Excerpt.
THE Northern Echo's Priestgate headquarters have been sold for conversion into office and educational space.
The paper, and its archive, is still going to be based on the site that it has occupied since it was founded in 1870, but we've had to clear out our offices on the upper floor ready for the developers.
For the Memories desk, this was especially traumatic because, over the decades,we have accumulated so much fascinating stuff that people have given us but which has never made it into print.
Over the next few weeks, we intend to share some of the unseen gems in this space – well, it could takes us months, if not years, there is so much interesting material (plus two bricks and a non-rotating Rolls Royce hubcap that was found beside the Darlington inner ring road).
To start with, here's a collection of late Victorian prints of Darlington. We think they were taken by postcard manufacturers who also sold them as large souvenir prints on a kind of art paper.

Listed records.
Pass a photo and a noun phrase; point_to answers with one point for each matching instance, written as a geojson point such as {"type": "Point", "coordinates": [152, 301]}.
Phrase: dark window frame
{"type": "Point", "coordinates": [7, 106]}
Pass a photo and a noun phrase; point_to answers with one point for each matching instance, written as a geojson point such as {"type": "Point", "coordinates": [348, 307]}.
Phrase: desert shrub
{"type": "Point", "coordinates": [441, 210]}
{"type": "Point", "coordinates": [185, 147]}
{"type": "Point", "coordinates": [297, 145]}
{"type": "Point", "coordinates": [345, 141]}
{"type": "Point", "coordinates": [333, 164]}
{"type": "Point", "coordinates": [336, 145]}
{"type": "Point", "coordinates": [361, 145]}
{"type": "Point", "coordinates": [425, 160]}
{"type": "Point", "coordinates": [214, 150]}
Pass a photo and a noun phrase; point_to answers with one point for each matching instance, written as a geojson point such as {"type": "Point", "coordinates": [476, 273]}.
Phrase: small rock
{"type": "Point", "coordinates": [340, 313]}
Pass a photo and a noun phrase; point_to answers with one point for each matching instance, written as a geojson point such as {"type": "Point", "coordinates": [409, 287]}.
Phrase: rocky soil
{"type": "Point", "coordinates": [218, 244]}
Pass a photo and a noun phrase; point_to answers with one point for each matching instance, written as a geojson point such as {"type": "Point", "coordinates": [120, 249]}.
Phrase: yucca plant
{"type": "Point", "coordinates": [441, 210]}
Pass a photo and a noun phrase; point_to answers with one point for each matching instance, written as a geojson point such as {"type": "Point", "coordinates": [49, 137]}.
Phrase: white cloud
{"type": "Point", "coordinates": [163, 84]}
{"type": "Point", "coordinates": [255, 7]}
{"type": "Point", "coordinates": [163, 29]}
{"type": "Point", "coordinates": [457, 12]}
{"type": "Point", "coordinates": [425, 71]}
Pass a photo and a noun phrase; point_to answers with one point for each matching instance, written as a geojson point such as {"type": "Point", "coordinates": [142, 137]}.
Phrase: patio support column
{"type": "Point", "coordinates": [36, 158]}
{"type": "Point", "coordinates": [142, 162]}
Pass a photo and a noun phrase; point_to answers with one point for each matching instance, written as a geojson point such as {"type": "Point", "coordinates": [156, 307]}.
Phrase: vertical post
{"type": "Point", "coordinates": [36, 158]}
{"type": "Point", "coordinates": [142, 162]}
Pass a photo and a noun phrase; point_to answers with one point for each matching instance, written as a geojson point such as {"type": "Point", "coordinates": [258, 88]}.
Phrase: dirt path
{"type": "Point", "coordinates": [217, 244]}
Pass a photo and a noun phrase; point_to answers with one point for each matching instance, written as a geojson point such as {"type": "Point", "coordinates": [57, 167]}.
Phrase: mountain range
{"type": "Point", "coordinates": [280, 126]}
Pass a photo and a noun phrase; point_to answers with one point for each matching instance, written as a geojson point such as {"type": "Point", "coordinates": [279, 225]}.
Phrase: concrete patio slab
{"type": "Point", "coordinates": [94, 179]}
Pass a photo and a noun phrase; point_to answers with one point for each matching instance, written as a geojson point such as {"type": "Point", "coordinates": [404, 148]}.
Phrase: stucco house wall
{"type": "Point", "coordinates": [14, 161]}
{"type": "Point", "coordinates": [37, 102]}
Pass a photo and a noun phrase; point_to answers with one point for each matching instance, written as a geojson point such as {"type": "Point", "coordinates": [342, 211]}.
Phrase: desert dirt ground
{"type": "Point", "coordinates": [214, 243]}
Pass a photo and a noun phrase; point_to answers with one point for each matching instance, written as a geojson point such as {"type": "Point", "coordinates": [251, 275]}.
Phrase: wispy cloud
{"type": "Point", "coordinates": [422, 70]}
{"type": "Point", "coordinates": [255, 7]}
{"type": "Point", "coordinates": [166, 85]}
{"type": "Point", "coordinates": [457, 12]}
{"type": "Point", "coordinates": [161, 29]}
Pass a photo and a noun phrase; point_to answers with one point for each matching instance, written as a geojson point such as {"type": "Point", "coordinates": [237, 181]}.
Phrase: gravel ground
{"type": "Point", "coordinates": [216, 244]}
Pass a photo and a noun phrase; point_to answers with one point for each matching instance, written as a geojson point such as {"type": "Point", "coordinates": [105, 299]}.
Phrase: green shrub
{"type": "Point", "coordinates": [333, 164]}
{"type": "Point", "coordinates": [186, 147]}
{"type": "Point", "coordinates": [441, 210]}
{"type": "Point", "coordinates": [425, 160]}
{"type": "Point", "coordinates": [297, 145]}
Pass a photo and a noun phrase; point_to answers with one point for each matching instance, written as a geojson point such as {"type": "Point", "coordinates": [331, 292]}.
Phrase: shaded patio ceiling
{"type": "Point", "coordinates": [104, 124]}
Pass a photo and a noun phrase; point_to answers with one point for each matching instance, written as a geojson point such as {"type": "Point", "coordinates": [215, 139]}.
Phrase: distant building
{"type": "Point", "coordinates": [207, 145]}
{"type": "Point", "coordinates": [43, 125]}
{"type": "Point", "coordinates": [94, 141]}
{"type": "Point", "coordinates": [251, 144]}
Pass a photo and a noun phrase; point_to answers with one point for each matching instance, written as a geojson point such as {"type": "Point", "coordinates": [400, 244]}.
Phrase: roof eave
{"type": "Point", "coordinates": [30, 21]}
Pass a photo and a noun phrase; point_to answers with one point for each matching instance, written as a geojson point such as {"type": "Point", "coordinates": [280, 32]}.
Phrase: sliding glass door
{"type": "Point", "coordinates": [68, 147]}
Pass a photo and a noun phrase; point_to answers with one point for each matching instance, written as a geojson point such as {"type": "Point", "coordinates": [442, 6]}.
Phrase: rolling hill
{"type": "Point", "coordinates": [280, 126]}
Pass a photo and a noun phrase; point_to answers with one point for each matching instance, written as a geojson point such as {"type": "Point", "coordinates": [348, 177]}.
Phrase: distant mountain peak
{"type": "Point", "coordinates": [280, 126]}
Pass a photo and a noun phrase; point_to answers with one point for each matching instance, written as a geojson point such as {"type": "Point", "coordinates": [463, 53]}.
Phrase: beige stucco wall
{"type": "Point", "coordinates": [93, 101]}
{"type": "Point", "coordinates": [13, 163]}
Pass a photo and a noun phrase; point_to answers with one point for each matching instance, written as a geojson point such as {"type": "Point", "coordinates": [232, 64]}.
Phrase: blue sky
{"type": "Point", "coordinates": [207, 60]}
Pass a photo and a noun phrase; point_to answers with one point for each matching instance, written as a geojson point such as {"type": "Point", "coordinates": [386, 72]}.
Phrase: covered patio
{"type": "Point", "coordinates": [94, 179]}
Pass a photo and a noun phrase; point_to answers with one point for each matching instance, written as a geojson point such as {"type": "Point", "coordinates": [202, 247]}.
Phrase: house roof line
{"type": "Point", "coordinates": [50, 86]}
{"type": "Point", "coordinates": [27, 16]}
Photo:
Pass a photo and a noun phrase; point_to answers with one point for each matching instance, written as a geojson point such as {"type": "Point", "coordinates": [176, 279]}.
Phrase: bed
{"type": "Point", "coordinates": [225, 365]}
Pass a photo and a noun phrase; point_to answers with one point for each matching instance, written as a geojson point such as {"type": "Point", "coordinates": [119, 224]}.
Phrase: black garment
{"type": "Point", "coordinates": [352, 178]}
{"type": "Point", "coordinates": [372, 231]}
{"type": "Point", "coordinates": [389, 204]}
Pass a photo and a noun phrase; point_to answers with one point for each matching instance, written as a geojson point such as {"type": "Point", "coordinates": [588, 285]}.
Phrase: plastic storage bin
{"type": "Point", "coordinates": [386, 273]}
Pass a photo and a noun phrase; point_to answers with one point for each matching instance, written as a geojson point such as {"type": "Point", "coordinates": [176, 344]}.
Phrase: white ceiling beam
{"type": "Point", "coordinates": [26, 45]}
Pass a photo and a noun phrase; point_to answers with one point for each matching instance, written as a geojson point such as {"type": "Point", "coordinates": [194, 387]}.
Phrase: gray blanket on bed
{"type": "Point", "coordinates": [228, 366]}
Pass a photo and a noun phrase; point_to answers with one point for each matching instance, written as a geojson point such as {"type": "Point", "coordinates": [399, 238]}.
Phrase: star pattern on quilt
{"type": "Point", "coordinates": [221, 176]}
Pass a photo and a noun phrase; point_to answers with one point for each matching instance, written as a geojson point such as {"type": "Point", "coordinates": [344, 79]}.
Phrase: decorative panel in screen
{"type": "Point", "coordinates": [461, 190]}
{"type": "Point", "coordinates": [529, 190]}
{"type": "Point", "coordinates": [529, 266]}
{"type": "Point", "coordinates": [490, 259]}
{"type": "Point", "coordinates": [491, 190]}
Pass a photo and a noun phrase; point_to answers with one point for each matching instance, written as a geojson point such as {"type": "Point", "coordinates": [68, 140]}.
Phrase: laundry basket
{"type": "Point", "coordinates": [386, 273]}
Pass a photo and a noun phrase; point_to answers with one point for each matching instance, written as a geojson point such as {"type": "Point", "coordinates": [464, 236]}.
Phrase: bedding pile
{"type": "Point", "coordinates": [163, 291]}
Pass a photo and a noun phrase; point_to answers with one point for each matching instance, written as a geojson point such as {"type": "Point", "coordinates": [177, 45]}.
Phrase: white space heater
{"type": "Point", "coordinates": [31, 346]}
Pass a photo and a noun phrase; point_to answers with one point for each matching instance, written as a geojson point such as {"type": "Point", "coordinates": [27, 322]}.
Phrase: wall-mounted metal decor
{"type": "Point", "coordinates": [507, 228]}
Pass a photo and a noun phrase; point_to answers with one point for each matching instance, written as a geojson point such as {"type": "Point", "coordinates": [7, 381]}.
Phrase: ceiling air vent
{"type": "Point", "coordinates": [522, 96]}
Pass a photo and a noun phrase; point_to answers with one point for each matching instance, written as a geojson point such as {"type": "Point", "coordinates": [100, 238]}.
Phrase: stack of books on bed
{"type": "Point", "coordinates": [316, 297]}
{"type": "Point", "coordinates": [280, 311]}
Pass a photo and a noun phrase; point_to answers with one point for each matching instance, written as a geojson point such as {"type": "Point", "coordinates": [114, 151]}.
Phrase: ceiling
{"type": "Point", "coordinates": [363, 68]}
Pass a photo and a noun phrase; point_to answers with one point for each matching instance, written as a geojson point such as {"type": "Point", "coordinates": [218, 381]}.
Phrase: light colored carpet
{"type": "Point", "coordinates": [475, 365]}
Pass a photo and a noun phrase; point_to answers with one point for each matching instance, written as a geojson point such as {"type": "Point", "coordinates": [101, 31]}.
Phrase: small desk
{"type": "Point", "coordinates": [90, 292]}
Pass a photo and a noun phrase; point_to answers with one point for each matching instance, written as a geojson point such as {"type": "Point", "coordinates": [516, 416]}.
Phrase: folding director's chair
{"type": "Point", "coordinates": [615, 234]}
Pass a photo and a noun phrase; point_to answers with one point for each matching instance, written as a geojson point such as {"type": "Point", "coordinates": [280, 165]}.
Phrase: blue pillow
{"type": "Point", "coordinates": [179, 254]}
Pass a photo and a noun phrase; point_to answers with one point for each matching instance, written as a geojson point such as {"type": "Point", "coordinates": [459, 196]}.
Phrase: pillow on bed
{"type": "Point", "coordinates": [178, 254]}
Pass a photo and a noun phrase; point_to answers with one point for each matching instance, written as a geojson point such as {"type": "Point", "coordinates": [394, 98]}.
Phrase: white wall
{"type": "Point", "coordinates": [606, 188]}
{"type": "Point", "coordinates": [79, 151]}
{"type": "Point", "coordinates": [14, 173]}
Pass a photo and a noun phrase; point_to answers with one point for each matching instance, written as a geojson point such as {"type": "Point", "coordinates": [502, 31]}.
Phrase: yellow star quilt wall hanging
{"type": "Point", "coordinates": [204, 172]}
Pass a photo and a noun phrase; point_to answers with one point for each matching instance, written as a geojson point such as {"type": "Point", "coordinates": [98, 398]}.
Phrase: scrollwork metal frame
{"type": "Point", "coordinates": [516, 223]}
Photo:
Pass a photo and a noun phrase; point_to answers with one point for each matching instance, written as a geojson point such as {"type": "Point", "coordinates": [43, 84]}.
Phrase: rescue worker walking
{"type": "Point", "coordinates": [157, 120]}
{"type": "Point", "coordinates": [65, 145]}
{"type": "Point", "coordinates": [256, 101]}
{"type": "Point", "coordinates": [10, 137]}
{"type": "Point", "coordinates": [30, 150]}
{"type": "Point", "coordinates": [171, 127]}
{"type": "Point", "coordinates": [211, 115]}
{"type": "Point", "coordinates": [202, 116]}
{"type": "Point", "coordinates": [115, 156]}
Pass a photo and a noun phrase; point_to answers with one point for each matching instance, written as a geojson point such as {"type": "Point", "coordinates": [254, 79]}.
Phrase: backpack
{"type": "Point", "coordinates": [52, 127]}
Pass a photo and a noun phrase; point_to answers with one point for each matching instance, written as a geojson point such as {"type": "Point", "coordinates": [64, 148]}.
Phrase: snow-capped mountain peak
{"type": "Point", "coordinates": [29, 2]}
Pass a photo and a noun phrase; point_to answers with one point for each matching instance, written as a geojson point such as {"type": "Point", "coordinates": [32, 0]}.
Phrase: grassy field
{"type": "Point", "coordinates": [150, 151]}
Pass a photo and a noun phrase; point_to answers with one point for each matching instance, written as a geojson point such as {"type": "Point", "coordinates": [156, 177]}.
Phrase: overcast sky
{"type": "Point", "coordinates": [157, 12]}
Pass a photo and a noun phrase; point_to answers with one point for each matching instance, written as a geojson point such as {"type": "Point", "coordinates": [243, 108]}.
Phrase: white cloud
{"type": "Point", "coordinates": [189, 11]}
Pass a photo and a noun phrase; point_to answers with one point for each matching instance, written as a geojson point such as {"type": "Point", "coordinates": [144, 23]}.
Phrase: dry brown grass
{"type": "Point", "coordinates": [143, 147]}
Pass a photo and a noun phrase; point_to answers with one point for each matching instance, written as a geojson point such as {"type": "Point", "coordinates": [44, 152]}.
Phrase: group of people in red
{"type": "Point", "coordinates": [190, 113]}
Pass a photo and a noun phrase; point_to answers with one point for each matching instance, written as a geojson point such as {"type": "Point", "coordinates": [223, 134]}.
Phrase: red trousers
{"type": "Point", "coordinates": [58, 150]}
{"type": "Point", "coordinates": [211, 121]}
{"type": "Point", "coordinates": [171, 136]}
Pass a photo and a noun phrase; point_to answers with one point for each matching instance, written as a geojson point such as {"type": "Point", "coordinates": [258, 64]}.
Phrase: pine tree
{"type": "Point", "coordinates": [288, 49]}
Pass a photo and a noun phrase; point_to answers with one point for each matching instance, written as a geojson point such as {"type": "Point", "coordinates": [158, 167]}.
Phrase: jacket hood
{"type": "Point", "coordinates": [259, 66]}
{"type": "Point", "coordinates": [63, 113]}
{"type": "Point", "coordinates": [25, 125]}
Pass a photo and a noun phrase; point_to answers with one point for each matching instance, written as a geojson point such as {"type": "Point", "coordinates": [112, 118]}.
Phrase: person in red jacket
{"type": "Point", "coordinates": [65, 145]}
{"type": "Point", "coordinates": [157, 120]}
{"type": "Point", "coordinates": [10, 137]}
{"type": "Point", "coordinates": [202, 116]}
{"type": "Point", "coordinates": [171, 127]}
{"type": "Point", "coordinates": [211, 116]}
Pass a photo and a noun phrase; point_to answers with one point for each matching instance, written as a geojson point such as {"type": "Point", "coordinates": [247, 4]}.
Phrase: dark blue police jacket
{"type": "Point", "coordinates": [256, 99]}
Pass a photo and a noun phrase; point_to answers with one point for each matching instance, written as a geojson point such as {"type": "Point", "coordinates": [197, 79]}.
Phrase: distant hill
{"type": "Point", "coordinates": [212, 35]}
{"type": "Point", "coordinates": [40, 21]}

Task instructions.
a – According to the Northern Echo piece, why was clearing out the upper-floor offices especially hard for the Memories desk?
b – In the Northern Echo piece, what year was the paper founded?
The records are not needed for any of this.

Per-task answers.
a – Over the decades the desk had built up a great deal of fascinating material that people had given it. Much of that material had never made it into print.

b – 1870